◆ **Instructions to follow**:
What is needed is an exact copy of the lines from the one containing "At your convenience, would you please detect every grassy" through the last line of the entries below, both included.

- - -

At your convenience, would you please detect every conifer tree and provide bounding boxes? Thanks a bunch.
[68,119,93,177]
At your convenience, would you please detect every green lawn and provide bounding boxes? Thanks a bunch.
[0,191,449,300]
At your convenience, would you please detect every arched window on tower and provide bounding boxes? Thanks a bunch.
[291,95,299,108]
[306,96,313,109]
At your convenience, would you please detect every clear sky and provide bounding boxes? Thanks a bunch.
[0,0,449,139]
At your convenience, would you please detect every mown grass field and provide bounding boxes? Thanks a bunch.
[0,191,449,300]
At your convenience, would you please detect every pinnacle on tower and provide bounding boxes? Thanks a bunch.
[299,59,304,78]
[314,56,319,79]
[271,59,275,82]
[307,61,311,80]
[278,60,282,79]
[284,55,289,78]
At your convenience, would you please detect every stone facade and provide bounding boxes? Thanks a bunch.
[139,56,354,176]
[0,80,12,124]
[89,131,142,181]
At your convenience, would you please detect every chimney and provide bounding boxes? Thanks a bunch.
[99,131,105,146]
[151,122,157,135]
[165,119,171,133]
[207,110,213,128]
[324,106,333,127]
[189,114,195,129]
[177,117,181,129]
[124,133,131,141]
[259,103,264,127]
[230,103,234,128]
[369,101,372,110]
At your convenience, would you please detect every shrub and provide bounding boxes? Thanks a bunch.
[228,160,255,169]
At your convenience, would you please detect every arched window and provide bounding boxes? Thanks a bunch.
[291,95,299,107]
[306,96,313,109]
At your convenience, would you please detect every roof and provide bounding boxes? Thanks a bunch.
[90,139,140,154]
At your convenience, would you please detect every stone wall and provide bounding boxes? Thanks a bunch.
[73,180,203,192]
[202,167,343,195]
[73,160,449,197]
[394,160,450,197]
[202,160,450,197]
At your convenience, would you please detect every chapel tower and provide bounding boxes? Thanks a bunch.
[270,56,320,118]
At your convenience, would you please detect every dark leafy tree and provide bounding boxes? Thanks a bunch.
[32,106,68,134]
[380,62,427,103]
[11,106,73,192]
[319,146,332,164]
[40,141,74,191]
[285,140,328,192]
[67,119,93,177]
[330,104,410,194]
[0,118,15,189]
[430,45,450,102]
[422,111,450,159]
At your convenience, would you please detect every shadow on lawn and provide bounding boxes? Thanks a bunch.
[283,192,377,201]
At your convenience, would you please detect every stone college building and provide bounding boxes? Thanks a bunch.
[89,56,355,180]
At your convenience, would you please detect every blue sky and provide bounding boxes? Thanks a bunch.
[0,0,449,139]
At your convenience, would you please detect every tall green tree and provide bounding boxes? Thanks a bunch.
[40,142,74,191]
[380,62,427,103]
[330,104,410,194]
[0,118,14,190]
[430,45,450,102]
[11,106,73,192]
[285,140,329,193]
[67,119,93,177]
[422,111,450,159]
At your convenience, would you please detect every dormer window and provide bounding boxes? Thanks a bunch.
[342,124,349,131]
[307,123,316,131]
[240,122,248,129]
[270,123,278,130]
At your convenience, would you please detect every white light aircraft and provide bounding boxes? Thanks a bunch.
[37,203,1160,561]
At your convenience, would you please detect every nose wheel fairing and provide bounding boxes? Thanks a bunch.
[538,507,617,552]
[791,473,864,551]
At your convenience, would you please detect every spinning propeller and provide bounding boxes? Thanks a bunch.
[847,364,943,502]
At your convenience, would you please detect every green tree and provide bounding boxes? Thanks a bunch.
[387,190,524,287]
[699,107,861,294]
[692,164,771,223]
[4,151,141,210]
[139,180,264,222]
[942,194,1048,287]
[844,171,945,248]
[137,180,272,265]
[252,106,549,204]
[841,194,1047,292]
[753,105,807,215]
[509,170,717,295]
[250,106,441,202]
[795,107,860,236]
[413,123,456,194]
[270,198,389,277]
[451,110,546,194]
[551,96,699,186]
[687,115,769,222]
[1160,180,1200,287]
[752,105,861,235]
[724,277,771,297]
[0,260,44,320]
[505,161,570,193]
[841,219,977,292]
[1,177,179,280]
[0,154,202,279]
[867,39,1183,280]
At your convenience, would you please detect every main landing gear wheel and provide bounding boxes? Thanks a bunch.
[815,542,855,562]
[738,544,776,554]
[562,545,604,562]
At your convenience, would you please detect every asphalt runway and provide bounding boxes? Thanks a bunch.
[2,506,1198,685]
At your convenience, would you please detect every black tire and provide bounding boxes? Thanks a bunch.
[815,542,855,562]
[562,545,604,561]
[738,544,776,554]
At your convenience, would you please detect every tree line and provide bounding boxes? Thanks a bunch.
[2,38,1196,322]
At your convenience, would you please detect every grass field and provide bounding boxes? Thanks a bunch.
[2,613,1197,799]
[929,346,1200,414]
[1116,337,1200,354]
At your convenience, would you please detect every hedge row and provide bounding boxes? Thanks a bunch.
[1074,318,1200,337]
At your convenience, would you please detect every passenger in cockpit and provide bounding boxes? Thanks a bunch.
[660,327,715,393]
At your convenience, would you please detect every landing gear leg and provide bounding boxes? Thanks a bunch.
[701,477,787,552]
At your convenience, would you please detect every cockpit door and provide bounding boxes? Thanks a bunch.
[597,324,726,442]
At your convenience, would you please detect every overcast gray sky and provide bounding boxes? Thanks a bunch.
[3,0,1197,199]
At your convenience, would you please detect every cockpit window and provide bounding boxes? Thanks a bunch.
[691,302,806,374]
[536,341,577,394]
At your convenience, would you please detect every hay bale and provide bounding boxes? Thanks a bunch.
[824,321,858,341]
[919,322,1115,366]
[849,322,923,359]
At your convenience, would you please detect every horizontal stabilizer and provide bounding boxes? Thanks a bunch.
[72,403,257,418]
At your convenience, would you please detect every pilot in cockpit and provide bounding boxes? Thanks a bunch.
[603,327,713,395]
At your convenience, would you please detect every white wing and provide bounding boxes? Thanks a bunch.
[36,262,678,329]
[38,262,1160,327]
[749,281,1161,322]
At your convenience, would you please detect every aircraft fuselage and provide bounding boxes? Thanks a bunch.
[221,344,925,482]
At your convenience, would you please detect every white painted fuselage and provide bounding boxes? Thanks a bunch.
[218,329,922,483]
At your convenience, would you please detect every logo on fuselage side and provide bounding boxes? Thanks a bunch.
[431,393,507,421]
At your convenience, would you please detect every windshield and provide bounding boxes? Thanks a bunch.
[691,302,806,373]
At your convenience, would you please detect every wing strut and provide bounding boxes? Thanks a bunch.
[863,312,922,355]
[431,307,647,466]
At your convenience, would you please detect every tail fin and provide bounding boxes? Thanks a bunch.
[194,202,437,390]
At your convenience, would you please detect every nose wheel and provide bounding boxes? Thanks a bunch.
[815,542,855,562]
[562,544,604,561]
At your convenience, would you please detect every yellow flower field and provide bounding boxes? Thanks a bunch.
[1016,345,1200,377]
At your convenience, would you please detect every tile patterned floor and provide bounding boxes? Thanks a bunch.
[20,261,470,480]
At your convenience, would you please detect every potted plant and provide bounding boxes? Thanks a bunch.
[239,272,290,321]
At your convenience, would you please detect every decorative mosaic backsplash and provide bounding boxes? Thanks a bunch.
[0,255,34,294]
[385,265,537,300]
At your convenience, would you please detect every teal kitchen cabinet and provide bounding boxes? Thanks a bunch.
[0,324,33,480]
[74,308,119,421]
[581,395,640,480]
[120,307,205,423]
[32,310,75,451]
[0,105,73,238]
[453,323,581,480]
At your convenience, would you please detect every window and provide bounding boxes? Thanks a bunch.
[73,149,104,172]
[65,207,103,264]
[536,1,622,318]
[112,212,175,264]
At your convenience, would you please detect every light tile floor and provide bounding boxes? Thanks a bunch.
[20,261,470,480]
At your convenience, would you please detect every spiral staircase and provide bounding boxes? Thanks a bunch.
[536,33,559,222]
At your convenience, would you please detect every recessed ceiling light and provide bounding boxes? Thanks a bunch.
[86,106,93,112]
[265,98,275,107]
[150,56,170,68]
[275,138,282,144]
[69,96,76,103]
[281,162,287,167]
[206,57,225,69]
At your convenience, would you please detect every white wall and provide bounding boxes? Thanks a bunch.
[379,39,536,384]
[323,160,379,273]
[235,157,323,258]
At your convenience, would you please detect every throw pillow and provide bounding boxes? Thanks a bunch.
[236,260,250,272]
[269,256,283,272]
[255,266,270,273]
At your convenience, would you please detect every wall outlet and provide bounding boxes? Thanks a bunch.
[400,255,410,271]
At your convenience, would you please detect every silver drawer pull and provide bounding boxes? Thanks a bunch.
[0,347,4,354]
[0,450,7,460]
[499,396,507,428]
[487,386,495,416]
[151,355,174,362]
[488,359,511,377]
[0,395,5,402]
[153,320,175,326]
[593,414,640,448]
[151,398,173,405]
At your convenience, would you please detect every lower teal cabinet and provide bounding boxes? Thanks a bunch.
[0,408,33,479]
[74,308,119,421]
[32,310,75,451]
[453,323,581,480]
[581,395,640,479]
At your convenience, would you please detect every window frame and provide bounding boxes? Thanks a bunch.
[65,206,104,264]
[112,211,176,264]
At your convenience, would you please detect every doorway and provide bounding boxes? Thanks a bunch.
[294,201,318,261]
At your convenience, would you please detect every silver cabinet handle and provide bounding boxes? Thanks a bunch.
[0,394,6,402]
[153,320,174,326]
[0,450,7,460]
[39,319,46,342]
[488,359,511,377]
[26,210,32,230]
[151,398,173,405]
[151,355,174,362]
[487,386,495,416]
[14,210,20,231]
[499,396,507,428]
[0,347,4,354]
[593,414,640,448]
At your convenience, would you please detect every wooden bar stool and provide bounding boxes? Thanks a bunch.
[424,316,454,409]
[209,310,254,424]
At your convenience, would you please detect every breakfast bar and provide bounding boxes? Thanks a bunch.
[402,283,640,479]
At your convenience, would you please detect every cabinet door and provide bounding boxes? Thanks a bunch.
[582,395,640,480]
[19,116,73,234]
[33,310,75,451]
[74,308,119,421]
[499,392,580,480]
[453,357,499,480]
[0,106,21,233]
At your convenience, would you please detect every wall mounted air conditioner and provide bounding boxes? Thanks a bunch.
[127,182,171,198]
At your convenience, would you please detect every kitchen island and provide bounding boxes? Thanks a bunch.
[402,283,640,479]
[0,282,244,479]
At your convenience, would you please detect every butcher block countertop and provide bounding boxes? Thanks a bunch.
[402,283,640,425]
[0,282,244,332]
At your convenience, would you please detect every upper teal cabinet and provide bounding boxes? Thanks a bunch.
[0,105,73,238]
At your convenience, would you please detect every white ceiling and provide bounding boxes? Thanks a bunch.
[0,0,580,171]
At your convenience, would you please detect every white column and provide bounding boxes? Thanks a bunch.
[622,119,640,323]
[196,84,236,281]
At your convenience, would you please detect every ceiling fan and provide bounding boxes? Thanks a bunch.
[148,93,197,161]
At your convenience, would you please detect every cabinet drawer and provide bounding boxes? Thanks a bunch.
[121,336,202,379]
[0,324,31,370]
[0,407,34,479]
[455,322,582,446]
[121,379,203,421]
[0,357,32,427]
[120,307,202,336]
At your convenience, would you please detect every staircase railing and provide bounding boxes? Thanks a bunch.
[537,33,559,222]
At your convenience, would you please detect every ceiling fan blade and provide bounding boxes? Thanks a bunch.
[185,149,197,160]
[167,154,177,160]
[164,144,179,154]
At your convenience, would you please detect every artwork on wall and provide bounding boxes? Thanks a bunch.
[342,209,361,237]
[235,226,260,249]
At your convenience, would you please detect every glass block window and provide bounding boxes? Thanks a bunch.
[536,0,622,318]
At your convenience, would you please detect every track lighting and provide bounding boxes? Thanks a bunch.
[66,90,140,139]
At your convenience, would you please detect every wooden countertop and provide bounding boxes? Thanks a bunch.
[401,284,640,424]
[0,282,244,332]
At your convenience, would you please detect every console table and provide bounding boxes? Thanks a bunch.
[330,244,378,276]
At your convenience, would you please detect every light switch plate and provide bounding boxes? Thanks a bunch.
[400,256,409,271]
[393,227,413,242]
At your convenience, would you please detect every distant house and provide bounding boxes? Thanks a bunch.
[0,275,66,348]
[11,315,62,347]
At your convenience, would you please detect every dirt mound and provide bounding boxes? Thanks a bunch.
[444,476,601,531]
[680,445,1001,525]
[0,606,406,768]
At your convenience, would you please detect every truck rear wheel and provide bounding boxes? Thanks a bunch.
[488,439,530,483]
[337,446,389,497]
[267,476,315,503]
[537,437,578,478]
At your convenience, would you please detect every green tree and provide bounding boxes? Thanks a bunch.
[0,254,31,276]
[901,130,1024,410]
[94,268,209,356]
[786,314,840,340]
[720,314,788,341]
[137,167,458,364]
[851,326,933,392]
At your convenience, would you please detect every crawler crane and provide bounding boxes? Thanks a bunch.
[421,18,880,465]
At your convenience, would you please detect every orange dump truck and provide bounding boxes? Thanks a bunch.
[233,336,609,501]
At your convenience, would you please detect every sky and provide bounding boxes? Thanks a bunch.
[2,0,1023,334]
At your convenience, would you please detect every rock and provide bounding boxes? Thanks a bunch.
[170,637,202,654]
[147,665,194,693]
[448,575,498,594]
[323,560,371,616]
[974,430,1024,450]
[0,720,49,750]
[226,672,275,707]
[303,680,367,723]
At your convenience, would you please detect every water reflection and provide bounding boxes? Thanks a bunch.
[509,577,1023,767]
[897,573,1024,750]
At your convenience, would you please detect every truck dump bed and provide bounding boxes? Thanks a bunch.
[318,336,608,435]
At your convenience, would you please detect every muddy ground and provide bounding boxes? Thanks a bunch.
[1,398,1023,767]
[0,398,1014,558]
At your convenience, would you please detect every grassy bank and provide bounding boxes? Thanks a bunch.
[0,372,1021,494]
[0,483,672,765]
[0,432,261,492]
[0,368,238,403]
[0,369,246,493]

- - -

◆ **Your response**:
At your convenience, would you please detect every grassy bank and provide bounding boxes? Thanks a bunch.
[0,372,1021,494]
[0,483,672,765]
[0,432,261,492]
[0,368,238,403]
[0,369,246,493]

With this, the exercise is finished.